(你的任务): 把下面的全部材料逐行原样抄写一遍，不要改动任何字符。

(材料列表):
§
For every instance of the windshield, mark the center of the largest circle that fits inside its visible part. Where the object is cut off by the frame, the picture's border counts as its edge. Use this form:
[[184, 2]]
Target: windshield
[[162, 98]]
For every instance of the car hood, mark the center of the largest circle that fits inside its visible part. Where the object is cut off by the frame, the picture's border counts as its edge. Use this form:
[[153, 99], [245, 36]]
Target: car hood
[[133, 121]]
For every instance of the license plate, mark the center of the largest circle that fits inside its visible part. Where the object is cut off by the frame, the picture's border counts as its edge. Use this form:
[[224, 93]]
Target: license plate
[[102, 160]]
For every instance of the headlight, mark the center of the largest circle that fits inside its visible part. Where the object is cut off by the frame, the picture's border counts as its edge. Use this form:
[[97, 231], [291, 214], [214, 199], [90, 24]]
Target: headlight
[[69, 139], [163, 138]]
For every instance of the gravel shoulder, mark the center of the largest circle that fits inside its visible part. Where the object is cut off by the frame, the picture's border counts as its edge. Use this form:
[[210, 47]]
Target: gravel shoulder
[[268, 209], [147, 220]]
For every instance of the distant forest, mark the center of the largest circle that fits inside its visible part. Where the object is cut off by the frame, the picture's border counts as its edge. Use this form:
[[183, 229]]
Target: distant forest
§
(回答):
For every instance of the windshield, mark the center of the largest circle that fits inside its visible part. Where the object is cut off by the frame, the picture's border counts as its edge. Use this form:
[[184, 2]]
Target: windshield
[[162, 98]]
For every instance of the car hood, mark the center of the largest circle that fits inside its visible part. Where the object is cut off by the frame, the picture's border counts as its edge. Use this form:
[[153, 99], [245, 36]]
Target: car hood
[[133, 121]]
For every instance of the license plate, mark the center of the largest circle that fits inside its visible part. Where the object is cut off by the frame, the picture's border counts as its edge. Use this form:
[[224, 93]]
Target: license plate
[[102, 160]]
For every instance of the headlight, mark the center of the largest circle that fits inside its visible part. Where the object is cut off by the frame, the picture's border counts as its edge. Use this form:
[[97, 231], [291, 214], [214, 199], [90, 24]]
Target: headlight
[[69, 139], [163, 138]]
For every instance of the gravel shoulder, mark the center of the largest circle that fits inside its visible part. Where the object is cut off by the frame, the picture's border counts as its edge. Use this form:
[[210, 47]]
Target: gravel shoulder
[[268, 209], [147, 220]]
For every instance of the distant forest, mark the center of the largest circle that fits inside its visible part. Where the object is cut off by the frame, the picture's border counts as its edge. Use this form:
[[183, 229]]
Target: distant forest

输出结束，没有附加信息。